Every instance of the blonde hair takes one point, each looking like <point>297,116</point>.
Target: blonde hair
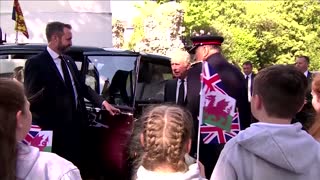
<point>180,56</point>
<point>315,128</point>
<point>167,130</point>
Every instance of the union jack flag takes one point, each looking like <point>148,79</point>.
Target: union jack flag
<point>218,119</point>
<point>215,135</point>
<point>33,132</point>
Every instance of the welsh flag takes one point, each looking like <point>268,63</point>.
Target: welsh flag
<point>39,139</point>
<point>218,119</point>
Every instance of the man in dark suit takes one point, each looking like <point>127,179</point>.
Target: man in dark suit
<point>57,93</point>
<point>207,48</point>
<point>248,76</point>
<point>176,89</point>
<point>306,115</point>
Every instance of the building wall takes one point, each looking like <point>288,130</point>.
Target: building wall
<point>91,21</point>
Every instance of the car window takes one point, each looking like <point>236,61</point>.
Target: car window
<point>11,65</point>
<point>116,77</point>
<point>151,81</point>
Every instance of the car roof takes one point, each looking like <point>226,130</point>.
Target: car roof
<point>31,48</point>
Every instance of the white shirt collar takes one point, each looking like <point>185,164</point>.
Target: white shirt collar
<point>179,80</point>
<point>53,54</point>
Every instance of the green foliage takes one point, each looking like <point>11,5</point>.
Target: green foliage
<point>264,32</point>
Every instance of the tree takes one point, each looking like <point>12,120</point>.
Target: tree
<point>159,28</point>
<point>117,34</point>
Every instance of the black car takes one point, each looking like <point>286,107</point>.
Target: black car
<point>128,80</point>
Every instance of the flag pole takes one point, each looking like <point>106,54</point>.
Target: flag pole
<point>200,117</point>
<point>17,34</point>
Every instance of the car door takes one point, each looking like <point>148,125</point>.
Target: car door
<point>112,75</point>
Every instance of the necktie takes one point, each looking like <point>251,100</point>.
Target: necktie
<point>181,93</point>
<point>67,79</point>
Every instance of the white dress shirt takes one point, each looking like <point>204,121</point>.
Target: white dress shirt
<point>57,61</point>
<point>185,89</point>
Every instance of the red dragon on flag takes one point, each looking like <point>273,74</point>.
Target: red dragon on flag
<point>219,121</point>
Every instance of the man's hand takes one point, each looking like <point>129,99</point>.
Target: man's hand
<point>112,110</point>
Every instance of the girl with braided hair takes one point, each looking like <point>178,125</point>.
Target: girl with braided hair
<point>165,137</point>
<point>18,160</point>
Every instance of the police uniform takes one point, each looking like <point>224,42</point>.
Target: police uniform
<point>234,86</point>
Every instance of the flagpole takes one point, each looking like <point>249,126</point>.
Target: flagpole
<point>17,37</point>
<point>200,118</point>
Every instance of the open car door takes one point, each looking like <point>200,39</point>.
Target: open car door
<point>112,75</point>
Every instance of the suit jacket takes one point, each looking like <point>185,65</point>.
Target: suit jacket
<point>53,107</point>
<point>307,114</point>
<point>170,91</point>
<point>51,103</point>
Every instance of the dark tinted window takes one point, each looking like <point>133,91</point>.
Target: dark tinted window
<point>116,77</point>
<point>152,79</point>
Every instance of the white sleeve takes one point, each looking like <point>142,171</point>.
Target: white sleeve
<point>73,174</point>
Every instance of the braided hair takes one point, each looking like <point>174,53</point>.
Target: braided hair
<point>167,131</point>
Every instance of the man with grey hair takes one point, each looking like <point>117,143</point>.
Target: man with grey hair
<point>176,89</point>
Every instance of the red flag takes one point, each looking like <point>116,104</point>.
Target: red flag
<point>17,16</point>
<point>218,118</point>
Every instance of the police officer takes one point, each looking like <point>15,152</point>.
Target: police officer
<point>208,48</point>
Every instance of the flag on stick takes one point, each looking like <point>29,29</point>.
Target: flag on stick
<point>218,119</point>
<point>17,16</point>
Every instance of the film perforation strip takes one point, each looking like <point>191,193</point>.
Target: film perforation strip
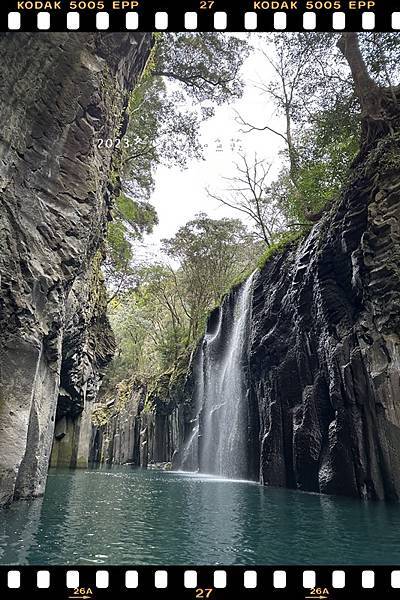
<point>190,21</point>
<point>241,579</point>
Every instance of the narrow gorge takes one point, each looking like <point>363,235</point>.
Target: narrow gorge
<point>59,93</point>
<point>296,381</point>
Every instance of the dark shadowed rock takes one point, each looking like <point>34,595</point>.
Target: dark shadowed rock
<point>59,92</point>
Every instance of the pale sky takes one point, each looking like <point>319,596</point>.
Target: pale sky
<point>179,195</point>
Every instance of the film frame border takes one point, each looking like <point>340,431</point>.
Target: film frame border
<point>203,15</point>
<point>249,581</point>
<point>203,582</point>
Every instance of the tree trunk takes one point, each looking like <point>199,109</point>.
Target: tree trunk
<point>368,92</point>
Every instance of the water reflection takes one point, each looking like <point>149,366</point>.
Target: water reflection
<point>124,516</point>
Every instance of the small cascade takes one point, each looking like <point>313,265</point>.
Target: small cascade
<point>218,443</point>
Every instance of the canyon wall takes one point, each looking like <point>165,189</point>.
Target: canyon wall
<point>321,363</point>
<point>59,93</point>
<point>325,354</point>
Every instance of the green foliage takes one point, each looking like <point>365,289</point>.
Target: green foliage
<point>131,221</point>
<point>211,254</point>
<point>278,247</point>
<point>187,75</point>
<point>326,151</point>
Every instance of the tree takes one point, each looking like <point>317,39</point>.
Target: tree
<point>131,221</point>
<point>211,254</point>
<point>187,76</point>
<point>313,93</point>
<point>250,194</point>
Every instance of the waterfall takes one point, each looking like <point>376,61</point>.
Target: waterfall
<point>217,444</point>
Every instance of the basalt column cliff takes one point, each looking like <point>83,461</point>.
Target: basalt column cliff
<point>296,382</point>
<point>59,93</point>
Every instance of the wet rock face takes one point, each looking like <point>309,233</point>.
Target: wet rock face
<point>136,436</point>
<point>325,355</point>
<point>59,93</point>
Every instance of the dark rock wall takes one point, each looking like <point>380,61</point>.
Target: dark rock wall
<point>137,436</point>
<point>325,355</point>
<point>59,92</point>
<point>324,359</point>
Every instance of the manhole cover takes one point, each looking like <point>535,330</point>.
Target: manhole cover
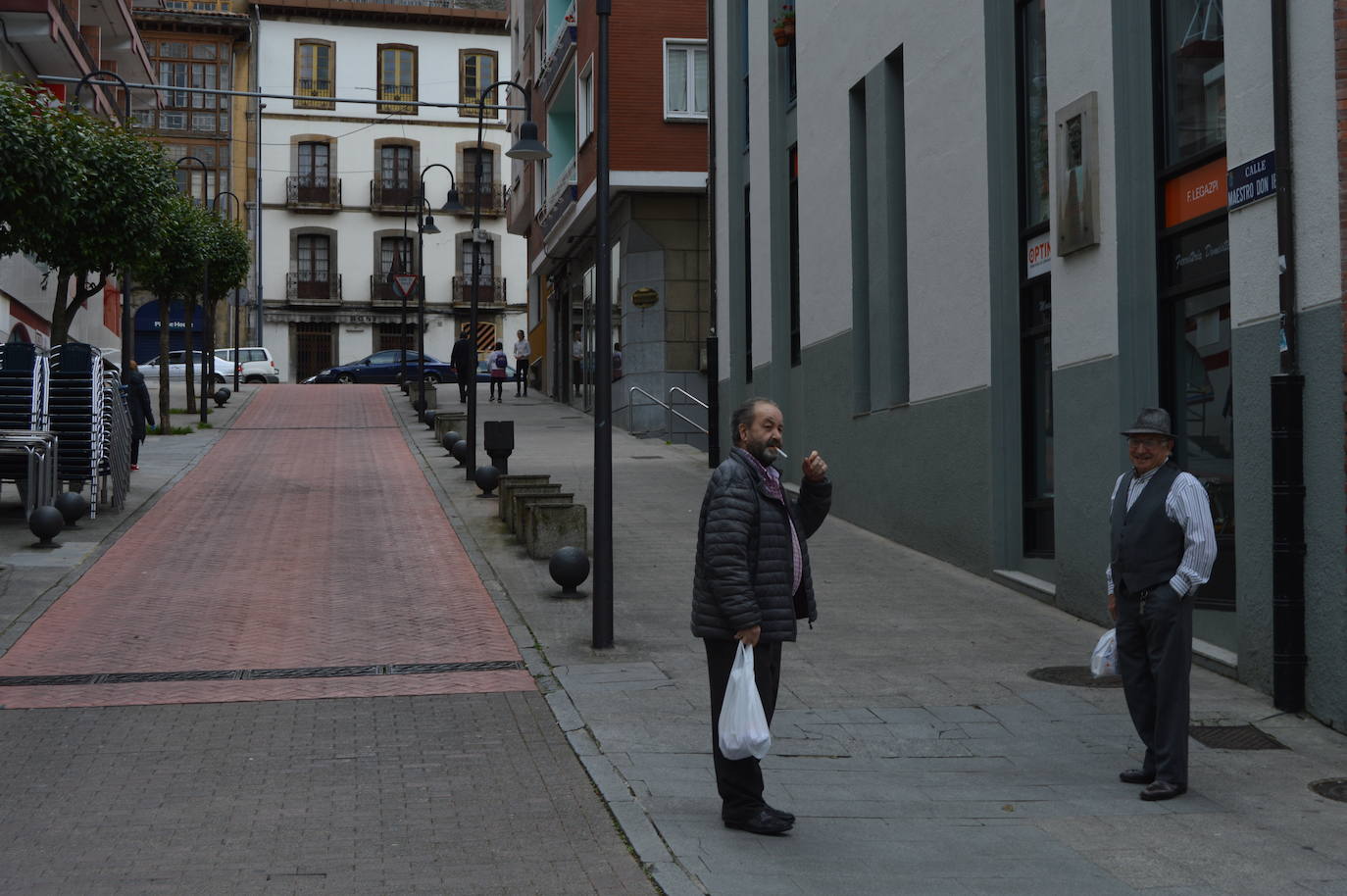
<point>1073,675</point>
<point>1331,788</point>
<point>1232,737</point>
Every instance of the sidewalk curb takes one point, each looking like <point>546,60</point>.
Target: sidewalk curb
<point>43,600</point>
<point>629,816</point>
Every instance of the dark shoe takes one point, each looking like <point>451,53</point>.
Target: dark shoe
<point>1163,790</point>
<point>764,823</point>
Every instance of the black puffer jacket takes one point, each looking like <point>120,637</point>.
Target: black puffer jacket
<point>744,564</point>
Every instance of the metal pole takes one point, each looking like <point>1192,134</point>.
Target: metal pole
<point>604,357</point>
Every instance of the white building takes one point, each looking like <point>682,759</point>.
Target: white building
<point>341,180</point>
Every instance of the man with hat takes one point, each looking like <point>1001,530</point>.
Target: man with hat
<point>1163,546</point>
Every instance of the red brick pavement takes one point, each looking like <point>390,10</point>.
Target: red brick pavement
<point>306,536</point>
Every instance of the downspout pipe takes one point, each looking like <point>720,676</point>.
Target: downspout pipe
<point>713,344</point>
<point>1288,385</point>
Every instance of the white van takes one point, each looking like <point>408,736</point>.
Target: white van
<point>258,366</point>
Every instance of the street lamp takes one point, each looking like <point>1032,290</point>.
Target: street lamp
<point>205,290</point>
<point>238,366</point>
<point>526,148</point>
<point>126,335</point>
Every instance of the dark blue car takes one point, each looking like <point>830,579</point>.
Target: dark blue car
<point>385,367</point>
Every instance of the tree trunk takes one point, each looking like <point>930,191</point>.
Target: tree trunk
<point>187,308</point>
<point>165,398</point>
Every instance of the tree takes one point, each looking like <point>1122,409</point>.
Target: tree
<point>77,193</point>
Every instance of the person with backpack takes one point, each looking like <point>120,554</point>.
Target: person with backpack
<point>497,364</point>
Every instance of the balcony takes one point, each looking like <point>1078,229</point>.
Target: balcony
<point>313,287</point>
<point>559,200</point>
<point>393,99</point>
<point>493,197</point>
<point>391,198</point>
<point>382,294</point>
<point>320,92</point>
<point>561,50</point>
<point>306,193</point>
<point>490,292</point>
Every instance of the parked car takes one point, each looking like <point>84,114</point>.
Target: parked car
<point>384,367</point>
<point>178,370</point>
<point>258,366</point>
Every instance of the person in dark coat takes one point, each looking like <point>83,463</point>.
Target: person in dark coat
<point>464,357</point>
<point>752,582</point>
<point>141,411</point>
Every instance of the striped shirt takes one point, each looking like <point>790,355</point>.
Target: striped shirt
<point>772,478</point>
<point>1187,507</point>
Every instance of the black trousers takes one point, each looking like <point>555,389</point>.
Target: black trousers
<point>1155,661</point>
<point>740,780</point>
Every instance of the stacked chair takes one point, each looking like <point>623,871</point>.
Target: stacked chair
<point>27,448</point>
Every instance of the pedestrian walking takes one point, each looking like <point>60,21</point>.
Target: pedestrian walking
<point>522,353</point>
<point>1163,549</point>
<point>576,362</point>
<point>137,403</point>
<point>499,367</point>
<point>464,357</point>
<point>752,582</point>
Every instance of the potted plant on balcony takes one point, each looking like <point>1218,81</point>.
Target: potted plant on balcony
<point>782,27</point>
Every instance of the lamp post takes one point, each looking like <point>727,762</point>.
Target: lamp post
<point>238,366</point>
<point>126,335</point>
<point>427,225</point>
<point>205,291</point>
<point>602,605</point>
<point>526,148</point>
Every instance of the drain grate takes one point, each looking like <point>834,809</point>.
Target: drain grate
<point>1073,676</point>
<point>253,673</point>
<point>1332,788</point>
<point>1232,737</point>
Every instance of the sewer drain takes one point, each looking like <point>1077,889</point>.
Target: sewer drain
<point>1332,788</point>
<point>1073,675</point>
<point>1232,737</point>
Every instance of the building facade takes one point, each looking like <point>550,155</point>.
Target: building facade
<point>962,247</point>
<point>341,180</point>
<point>67,39</point>
<point>201,45</point>
<point>659,217</point>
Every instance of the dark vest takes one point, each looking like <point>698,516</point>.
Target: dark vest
<point>1146,544</point>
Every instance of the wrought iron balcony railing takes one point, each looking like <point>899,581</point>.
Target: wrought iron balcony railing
<point>490,291</point>
<point>313,193</point>
<point>392,197</point>
<point>313,287</point>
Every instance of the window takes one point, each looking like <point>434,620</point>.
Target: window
<point>396,78</point>
<point>585,104</point>
<point>313,258</point>
<point>475,71</point>
<point>314,165</point>
<point>686,92</point>
<point>395,166</point>
<point>314,73</point>
<point>1194,58</point>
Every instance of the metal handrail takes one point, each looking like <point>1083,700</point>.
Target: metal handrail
<point>686,420</point>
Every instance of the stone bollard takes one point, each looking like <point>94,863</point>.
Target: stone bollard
<point>516,481</point>
<point>523,492</point>
<point>524,508</point>
<point>554,525</point>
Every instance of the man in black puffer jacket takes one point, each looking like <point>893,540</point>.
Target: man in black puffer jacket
<point>752,583</point>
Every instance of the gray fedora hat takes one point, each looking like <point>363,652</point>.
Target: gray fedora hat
<point>1152,421</point>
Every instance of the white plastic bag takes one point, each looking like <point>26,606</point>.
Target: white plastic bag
<point>742,723</point>
<point>1105,659</point>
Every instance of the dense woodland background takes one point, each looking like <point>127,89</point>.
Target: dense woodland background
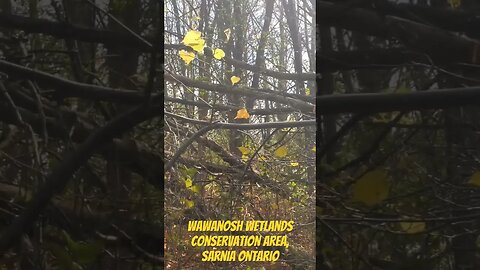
<point>224,163</point>
<point>81,107</point>
<point>397,158</point>
<point>83,141</point>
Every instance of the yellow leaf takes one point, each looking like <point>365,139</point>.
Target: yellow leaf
<point>475,179</point>
<point>218,54</point>
<point>227,32</point>
<point>187,57</point>
<point>281,152</point>
<point>188,203</point>
<point>242,114</point>
<point>455,3</point>
<point>244,150</point>
<point>372,188</point>
<point>412,227</point>
<point>188,183</point>
<point>234,79</point>
<point>194,40</point>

→ **TASK DESCRIPTION**
For the listing above, print only the lines starting at the line containing "Every instance of the basalt" and ending at the line containing "Every instance of the dark rock", exactly, both included.

→ **TASK ANSWER**
Every instance of the basalt column cliff takes one point, each looking like <point>83,461</point>.
Target: basalt column cliff
<point>296,382</point>
<point>59,93</point>
Every instance of the wet rock face takes one point, each looking like <point>309,233</point>.
Target: wet rock face
<point>136,436</point>
<point>325,355</point>
<point>59,93</point>
Every instance of the dark rock wall takes one point, each looking like <point>380,61</point>.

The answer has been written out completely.